Excerpts from a dataset:
────────────────────

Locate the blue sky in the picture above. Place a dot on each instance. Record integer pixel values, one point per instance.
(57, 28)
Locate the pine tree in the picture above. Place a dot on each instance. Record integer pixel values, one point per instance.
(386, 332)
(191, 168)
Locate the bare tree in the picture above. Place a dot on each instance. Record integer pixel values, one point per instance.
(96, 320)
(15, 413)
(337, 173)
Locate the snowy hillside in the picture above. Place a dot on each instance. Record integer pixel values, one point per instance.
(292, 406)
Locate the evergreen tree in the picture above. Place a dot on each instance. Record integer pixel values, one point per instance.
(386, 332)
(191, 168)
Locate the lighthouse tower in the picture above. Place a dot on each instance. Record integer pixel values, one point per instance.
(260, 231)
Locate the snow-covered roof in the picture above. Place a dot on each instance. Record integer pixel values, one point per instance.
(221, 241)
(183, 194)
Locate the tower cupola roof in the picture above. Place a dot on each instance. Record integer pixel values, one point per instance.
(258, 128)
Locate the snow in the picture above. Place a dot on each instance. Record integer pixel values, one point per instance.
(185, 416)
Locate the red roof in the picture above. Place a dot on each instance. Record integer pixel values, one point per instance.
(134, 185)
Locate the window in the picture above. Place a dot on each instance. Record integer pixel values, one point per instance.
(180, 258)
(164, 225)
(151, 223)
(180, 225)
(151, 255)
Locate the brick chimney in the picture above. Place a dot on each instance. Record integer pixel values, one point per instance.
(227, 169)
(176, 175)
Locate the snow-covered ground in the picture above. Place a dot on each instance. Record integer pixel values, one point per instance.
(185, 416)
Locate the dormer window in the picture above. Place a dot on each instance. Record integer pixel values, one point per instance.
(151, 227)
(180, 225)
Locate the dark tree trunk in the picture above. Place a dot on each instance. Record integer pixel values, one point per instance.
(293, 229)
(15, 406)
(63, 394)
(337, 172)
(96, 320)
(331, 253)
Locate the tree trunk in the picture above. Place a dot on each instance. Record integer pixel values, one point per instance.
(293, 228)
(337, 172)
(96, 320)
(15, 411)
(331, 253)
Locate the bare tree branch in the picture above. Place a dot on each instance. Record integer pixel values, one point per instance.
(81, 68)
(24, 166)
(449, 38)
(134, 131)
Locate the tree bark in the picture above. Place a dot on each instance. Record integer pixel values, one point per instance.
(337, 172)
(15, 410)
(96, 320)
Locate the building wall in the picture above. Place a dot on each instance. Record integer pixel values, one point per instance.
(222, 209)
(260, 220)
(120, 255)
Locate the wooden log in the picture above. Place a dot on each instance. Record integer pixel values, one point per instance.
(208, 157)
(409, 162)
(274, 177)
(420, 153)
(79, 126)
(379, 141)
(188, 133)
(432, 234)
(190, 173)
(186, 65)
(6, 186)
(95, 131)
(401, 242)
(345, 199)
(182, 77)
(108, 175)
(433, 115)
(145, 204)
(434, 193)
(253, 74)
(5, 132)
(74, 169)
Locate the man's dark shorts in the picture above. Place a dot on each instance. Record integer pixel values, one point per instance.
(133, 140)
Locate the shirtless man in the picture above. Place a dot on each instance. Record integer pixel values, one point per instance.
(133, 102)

────────────────────

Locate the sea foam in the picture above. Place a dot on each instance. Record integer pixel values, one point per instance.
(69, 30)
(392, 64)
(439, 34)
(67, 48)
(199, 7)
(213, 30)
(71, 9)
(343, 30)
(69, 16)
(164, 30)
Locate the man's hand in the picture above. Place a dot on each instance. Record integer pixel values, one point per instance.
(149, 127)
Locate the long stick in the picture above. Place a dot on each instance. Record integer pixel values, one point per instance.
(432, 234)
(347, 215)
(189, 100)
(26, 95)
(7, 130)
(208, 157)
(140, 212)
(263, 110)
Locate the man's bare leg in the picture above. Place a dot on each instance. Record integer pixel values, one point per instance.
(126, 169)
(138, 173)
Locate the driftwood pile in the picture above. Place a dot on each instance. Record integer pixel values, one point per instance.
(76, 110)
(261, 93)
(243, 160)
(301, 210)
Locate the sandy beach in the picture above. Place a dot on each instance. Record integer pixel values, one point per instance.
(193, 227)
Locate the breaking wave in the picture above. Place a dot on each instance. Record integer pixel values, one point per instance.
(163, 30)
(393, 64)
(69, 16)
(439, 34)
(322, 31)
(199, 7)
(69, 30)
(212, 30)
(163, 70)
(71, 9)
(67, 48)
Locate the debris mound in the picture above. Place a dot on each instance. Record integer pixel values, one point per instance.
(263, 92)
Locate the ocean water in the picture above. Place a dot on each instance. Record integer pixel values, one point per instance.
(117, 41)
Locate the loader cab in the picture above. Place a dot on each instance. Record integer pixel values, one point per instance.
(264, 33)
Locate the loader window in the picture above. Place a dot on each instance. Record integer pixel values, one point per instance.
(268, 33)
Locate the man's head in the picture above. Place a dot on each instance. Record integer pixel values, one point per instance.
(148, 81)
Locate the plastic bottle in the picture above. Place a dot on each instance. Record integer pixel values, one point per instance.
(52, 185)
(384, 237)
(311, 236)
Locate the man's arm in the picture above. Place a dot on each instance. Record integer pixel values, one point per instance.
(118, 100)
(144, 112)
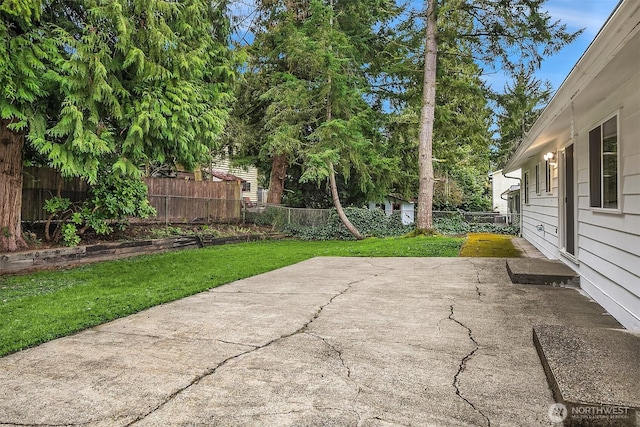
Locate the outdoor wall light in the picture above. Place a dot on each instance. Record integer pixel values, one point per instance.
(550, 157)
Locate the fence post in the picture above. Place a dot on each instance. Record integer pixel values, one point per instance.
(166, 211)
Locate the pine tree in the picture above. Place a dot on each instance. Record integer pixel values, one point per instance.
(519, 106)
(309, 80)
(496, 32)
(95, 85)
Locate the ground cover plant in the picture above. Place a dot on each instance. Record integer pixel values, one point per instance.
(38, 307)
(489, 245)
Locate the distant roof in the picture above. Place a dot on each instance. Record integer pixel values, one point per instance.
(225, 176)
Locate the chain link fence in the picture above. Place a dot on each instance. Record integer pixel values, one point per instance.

────────────────────

## WHAT IS EXPECTED
Reproduce exactly the lines above from the line with "Locate the fence" to the line with "Locate the chain", including both, and add nothing.

## TASK ANSWER
Locate the fence post in the picture above. Place a dot on each instance. Record integer pixel values, one point per instance.
(166, 211)
Locate the pine tree in the picture above. Place a dot on each instance. Record integer pixel values, one point per instance.
(519, 106)
(309, 80)
(496, 32)
(95, 85)
Locate the ground cover plant in the picture above. Place a dot on each instance. Record integer pixel values, one point per instance.
(38, 307)
(489, 245)
Locate the distant roof in the picture above. Place a dot on each instance. Record integer pixel values, one point per instance.
(225, 176)
Locate the chain link fence in the picture above. Place a dot on each instance. Record integer pixel values, one point per instance.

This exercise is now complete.